- **Source text**:
'''

Stability - Job State Machine

# Future Work: Robust Job State Machine & Concurrency Controls

**Type**: Technical Debt / Architecture  
**Priority**: Medium (Post-Launch)  
**Context**: "Hyper-scale" Robustness

## Background
Currently, we handle race conditions in job status updates (specifically preventing workers from overwriting a user's cancellation request) using conditional SQL updates (e.g., `CASE WHEN status = 'cancelling'...`). While effective for the current scale, this logic relies on the application layer correctly forming query constraints and does not strictly enforce invalid state transitions at the database level.

For a hyper-scale environment (Google/Amazon scale) with high concurrency and multiple writer services, we should implement stricter database-level guarantees.

## Proposed Solutions

### 1. Database-Level State Machine Validation
Strictly enforce allowed state transitions to prevent illegal states (e.g., a job moving from `cancelling` back to `running`).

'''

(Extracted records)
'''

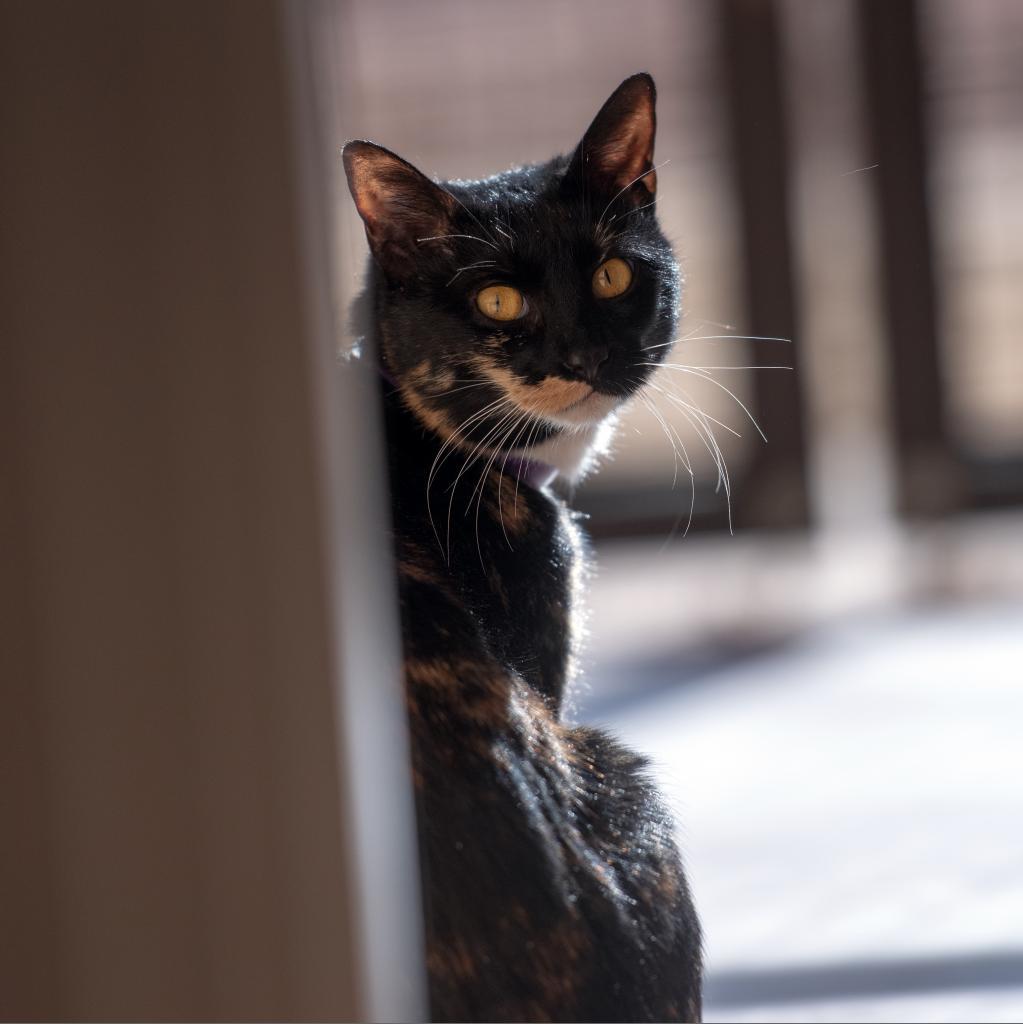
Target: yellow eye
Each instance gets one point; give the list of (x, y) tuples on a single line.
[(611, 279), (501, 302)]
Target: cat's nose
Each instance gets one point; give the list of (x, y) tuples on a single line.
[(586, 364)]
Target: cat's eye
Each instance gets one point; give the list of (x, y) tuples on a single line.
[(501, 302), (611, 279)]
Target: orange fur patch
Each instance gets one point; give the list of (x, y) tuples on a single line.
[(550, 396)]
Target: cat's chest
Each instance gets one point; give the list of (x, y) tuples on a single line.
[(526, 585)]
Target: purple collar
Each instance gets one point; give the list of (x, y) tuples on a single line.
[(531, 471)]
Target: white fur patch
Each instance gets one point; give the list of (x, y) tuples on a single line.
[(576, 453)]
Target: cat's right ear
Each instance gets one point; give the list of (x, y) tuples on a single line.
[(401, 208)]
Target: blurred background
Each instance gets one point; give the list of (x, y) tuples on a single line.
[(809, 601)]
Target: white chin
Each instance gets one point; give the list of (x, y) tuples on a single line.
[(576, 453), (593, 410)]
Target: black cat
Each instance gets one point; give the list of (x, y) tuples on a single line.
[(513, 316)]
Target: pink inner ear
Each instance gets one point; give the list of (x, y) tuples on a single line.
[(626, 157), (632, 154)]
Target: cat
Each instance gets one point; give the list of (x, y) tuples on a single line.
[(512, 318)]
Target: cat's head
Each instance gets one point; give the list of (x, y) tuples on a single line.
[(530, 303)]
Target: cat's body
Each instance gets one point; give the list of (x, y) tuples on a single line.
[(552, 886)]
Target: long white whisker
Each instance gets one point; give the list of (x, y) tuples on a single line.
[(638, 177)]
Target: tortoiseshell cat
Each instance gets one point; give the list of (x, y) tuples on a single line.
[(513, 316)]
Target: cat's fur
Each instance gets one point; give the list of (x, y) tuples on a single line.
[(553, 888)]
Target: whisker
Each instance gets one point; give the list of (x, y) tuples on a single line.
[(471, 266), (473, 238), (696, 373), (638, 177)]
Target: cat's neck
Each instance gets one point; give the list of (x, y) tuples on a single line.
[(574, 455)]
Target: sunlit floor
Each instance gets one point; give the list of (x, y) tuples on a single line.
[(852, 809)]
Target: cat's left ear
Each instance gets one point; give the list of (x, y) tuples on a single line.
[(615, 157), (401, 208)]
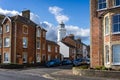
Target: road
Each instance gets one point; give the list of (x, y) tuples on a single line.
[(42, 73)]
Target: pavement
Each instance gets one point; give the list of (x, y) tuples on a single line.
[(53, 73)]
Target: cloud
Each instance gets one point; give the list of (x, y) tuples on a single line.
[(6, 12), (58, 14), (51, 30), (83, 33)]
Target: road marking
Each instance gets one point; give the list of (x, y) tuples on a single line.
[(48, 77)]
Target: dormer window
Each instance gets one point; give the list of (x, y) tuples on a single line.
[(7, 28), (117, 2), (101, 4)]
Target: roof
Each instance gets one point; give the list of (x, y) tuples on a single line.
[(1, 18), (68, 45), (51, 42), (23, 19)]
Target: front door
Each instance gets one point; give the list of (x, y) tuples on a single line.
[(24, 57)]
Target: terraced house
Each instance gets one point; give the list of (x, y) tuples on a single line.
[(105, 33), (21, 40)]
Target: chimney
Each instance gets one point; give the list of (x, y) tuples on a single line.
[(26, 14)]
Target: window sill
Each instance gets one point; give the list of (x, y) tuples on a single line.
[(6, 46), (116, 33), (116, 6)]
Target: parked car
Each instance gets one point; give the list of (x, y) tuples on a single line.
[(81, 61), (54, 62), (77, 62), (66, 62)]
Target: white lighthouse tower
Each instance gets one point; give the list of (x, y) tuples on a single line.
[(61, 32)]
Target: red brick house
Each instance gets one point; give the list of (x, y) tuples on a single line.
[(52, 50), (21, 40), (105, 33), (76, 46)]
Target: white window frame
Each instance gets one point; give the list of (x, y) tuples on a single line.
[(117, 54), (38, 44), (0, 29), (6, 56), (38, 32), (24, 26), (107, 54), (43, 46), (102, 4), (117, 32), (106, 25), (25, 46), (49, 57), (49, 48), (25, 57), (37, 57), (44, 33), (56, 49), (6, 42), (115, 4)]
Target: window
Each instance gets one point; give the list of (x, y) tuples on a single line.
[(49, 48), (43, 57), (6, 42), (116, 23), (116, 54), (25, 29), (106, 25), (43, 46), (0, 30), (49, 57), (6, 58), (24, 57), (56, 49), (25, 42), (0, 42), (107, 53), (37, 57), (44, 34), (101, 4), (117, 2), (38, 44), (7, 28), (38, 33)]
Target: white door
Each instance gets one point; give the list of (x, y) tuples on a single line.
[(24, 57)]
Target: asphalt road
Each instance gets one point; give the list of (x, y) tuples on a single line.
[(42, 73)]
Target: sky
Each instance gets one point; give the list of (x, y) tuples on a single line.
[(49, 13)]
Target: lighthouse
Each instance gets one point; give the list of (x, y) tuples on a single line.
[(61, 32)]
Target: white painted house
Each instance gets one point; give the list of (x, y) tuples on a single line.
[(67, 51)]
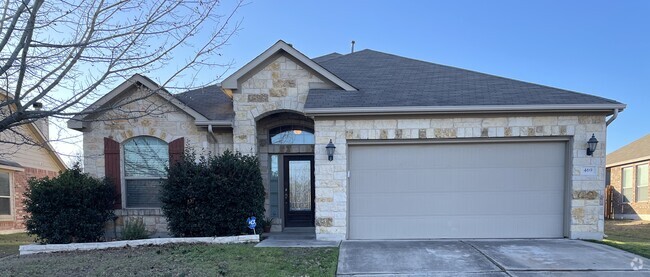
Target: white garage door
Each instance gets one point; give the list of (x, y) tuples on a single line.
[(457, 190)]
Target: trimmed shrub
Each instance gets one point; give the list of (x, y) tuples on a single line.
[(134, 229), (212, 196), (72, 207)]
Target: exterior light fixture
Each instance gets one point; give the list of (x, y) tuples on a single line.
[(591, 145), (330, 150)]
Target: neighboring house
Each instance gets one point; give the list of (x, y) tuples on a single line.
[(25, 152), (422, 150), (627, 170)]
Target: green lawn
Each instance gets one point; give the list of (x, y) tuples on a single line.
[(9, 243), (629, 235), (179, 260)]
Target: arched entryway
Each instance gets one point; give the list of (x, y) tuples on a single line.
[(285, 143)]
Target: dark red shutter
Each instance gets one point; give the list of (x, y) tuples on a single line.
[(112, 168), (176, 149)]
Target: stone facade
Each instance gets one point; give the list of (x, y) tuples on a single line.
[(586, 211), (281, 86), (166, 123), (19, 188), (633, 209), (273, 96)]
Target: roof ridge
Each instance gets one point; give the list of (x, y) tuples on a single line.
[(624, 147), (334, 58), (488, 74)]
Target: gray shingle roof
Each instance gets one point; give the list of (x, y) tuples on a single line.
[(637, 149), (326, 57), (385, 80), (209, 101), (10, 163)]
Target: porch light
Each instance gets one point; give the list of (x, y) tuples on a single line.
[(591, 145), (330, 150)]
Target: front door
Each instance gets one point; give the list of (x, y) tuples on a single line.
[(299, 191)]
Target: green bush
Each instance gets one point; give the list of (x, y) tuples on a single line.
[(134, 229), (72, 207), (212, 196)]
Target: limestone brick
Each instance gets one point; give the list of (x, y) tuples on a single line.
[(586, 220)]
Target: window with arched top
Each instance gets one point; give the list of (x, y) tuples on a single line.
[(145, 159), (291, 135)]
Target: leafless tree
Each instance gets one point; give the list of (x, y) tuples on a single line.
[(62, 53)]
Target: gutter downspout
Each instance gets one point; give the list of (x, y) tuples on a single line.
[(611, 119), (212, 134)]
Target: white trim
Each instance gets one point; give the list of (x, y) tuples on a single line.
[(462, 109), (77, 121), (123, 177), (637, 160), (41, 137), (232, 81), (12, 206), (11, 168), (214, 123), (632, 216)]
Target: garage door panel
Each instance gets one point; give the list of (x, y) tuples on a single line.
[(458, 190), (399, 156), (418, 204), (459, 227), (434, 180)]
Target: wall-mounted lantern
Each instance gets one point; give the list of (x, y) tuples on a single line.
[(591, 145), (330, 150)]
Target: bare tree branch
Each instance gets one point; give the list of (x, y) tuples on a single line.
[(67, 54)]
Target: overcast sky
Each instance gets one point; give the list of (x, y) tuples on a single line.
[(595, 47)]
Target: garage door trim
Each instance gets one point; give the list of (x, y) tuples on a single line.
[(568, 140)]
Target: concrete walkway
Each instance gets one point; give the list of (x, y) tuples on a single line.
[(295, 237), (552, 257)]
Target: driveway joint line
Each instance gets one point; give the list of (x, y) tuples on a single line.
[(503, 269)]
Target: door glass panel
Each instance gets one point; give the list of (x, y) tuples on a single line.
[(642, 183), (274, 183), (4, 184), (300, 185)]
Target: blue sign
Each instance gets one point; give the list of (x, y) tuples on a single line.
[(251, 223)]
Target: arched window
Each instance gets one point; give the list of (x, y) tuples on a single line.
[(145, 159), (291, 135)]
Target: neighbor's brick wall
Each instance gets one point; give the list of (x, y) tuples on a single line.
[(632, 210), (19, 188), (331, 177), (166, 123)]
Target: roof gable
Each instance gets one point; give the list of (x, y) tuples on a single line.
[(37, 136), (231, 81), (77, 122), (210, 101), (637, 150)]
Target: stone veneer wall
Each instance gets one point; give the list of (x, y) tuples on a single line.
[(586, 220), (20, 185), (166, 123), (282, 85), (632, 210)]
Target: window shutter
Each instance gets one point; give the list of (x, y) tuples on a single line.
[(112, 168), (176, 149)]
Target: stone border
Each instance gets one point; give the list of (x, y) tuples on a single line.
[(49, 248)]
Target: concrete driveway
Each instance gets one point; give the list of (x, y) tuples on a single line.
[(548, 257)]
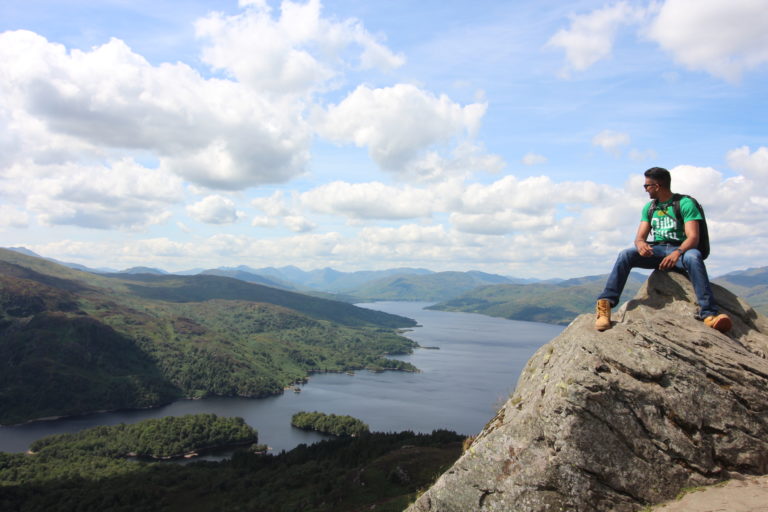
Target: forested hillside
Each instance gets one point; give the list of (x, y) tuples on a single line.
[(72, 342), (88, 472), (751, 285)]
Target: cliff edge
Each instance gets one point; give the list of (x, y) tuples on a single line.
[(626, 418)]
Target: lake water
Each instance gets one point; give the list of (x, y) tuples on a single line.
[(460, 386)]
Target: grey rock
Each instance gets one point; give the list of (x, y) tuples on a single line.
[(622, 419)]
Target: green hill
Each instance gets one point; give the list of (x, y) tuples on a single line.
[(540, 302), (73, 342), (429, 287), (89, 472), (751, 285)]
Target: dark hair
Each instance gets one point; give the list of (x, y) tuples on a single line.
[(660, 175)]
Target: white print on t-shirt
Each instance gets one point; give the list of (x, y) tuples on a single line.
[(664, 225)]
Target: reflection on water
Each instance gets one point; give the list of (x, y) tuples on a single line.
[(459, 388)]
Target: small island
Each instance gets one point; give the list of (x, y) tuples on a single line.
[(335, 425), (159, 439)]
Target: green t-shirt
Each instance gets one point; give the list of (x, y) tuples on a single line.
[(664, 225)]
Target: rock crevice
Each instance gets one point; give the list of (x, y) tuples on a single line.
[(622, 419)]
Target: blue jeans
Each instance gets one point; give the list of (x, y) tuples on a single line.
[(691, 262)]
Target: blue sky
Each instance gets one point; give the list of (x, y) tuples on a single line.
[(508, 137)]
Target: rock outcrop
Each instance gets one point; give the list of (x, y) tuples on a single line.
[(622, 419)]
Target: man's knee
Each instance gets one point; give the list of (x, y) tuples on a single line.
[(628, 255), (692, 257)]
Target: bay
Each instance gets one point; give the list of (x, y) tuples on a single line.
[(460, 386)]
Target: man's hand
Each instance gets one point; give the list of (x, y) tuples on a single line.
[(644, 248), (669, 261)]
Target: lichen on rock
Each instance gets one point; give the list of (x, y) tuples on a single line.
[(622, 419)]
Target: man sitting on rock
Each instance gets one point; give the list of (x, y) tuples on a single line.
[(673, 246)]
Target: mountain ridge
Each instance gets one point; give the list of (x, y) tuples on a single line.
[(73, 342)]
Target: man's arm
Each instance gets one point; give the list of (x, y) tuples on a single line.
[(691, 242), (640, 239)]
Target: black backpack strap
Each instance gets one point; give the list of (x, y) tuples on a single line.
[(652, 209), (676, 208)]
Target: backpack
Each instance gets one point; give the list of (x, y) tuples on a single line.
[(703, 230)]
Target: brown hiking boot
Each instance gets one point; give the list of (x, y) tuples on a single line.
[(603, 315), (720, 322)]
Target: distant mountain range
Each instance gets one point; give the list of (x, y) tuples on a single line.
[(550, 303), (553, 301)]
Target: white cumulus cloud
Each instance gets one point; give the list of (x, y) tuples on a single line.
[(398, 124), (722, 38), (534, 159), (369, 201), (215, 209), (296, 52), (611, 141), (591, 36), (124, 195), (752, 165)]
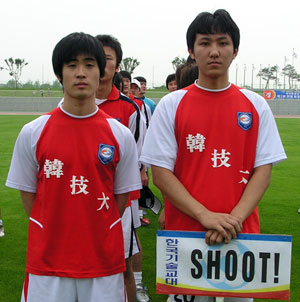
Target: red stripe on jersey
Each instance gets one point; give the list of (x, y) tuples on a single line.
[(76, 236)]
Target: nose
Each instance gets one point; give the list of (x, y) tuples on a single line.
[(80, 71), (214, 52)]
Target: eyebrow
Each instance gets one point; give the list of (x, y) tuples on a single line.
[(87, 59), (219, 38)]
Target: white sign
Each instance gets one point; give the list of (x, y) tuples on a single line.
[(252, 266)]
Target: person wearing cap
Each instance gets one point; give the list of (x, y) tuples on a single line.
[(126, 77), (135, 88)]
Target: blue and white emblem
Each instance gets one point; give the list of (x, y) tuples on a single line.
[(244, 120), (106, 153)]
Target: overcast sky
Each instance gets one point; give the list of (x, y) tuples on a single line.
[(151, 31)]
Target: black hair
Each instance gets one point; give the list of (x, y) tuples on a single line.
[(218, 22), (112, 42), (118, 81), (141, 79), (73, 45), (170, 78), (125, 74)]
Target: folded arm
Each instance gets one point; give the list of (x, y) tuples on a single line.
[(254, 191), (177, 194)]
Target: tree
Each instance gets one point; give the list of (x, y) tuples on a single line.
[(129, 64), (291, 73), (178, 61), (15, 66), (56, 84), (267, 74)]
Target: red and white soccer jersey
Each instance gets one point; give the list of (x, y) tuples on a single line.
[(127, 112), (75, 165), (212, 140)]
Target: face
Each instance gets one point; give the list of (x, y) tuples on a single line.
[(172, 86), (126, 86), (143, 88), (135, 90), (81, 77), (213, 54), (111, 64)]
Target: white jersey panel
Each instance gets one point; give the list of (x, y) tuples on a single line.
[(23, 170), (269, 149), (142, 128), (160, 146), (127, 176)]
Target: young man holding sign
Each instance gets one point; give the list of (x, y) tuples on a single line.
[(211, 145)]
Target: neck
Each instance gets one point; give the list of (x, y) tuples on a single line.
[(104, 90), (213, 82), (80, 107)]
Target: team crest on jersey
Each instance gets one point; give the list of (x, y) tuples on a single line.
[(244, 120), (106, 153)]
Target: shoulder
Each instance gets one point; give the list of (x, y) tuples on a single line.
[(128, 102), (257, 100), (119, 130)]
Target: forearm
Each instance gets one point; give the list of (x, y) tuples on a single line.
[(253, 192), (28, 201), (122, 200), (176, 193)]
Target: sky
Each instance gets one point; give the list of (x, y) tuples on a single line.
[(151, 31)]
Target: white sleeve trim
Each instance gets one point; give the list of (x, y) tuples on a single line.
[(160, 146), (127, 176), (23, 170)]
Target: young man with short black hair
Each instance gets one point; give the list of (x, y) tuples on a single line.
[(212, 145), (127, 112), (71, 167), (171, 82)]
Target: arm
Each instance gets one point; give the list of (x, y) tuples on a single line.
[(161, 219), (251, 196), (121, 200), (27, 200), (174, 190), (144, 177)]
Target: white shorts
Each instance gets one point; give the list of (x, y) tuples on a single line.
[(57, 289), (130, 243), (186, 298), (135, 213)]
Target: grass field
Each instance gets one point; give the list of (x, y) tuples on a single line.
[(151, 93), (278, 211)]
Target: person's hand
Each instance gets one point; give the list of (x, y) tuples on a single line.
[(161, 220), (144, 177), (212, 237), (221, 226)]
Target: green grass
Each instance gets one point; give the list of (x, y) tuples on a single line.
[(278, 212), (29, 93), (151, 93)]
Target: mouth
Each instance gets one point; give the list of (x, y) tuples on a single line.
[(81, 85)]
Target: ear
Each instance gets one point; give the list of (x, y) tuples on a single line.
[(59, 79), (191, 53), (235, 52)]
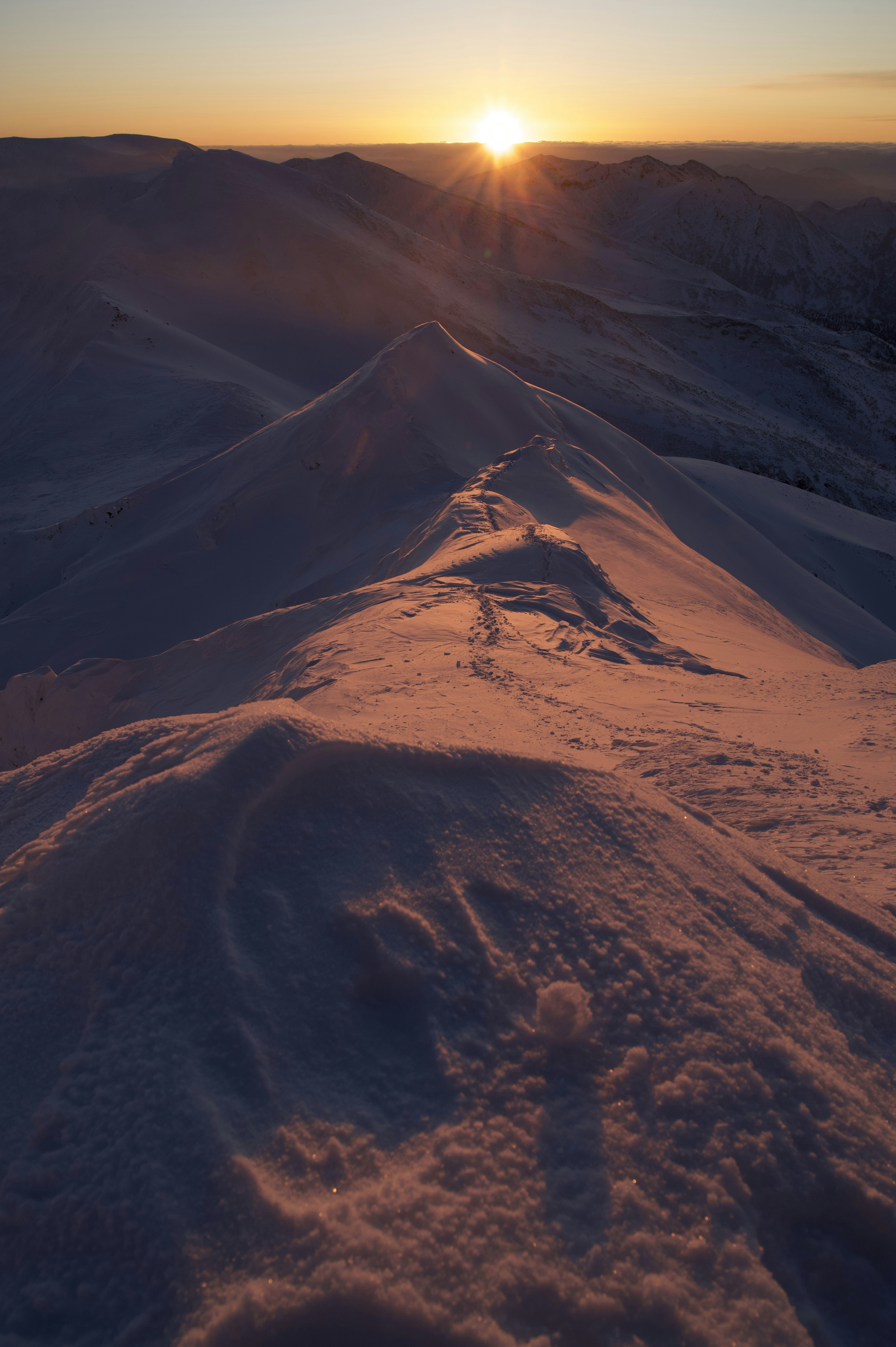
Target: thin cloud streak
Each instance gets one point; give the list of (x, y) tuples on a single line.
[(833, 80)]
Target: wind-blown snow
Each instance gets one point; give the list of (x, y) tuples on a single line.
[(467, 1047)]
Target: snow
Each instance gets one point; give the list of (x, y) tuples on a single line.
[(305, 274), (851, 552), (478, 1046), (447, 848)]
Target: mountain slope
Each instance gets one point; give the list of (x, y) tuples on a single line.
[(690, 211), (261, 263), (432, 477)]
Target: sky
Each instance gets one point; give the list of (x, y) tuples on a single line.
[(278, 72)]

'''

- **Problems**:
A – Edit the part of the job state machine note starting at "## Background" and ending at "stricter database-level guarantees.", changing "conditional SQL updates" to "guarded SQL updates".
B – Continue the job state machine note after its last sentence.

- **Expected results**:
A –
## Background
Currently, we handle race conditions in job status updates (specifically preventing workers from overwriting a user's cancellation request) using guarded SQL updates (e.g., `CASE WHEN status = 'cancelling'...`). While effective for the current scale, this logic relies on the application layer correctly forming query constraints and does not strictly enforce invalid state transitions at the database level.

For a hyper-scale environment (Google/Amazon scale) with high concurrency and multiple writer services, we should implement stricter database-level guarantees.

B –
*   **Mechanism**: Database Triggers or `CHECK` constraints.
*   **Implementation**:
    *   Define a rigid transition matrix (e.g., `pending` -> `running` -> `completed` | `failed`).
    *   Create a Postgres trigger function `check_job_state_transition()` that runs `BEFORE UPDATE`.
    *   Raise an exception if `OLD.status` -> `NEW.status` is not a valid edge in the transition graph.
    *   *Specific invariant*: Once `status` is `cancelling` or `cancelled`, it cannot revert to `running`.

### 2. Optimistic Locking
Ensure no other process has modified the job row between read and write operations, preventing "lost updates" without relying on complex `CASE` logic.

*   **Mechanism**: Version column.
*   **Implementation**:
    *   Add `version` (integer) column to `investigation_jobs` table (default 1).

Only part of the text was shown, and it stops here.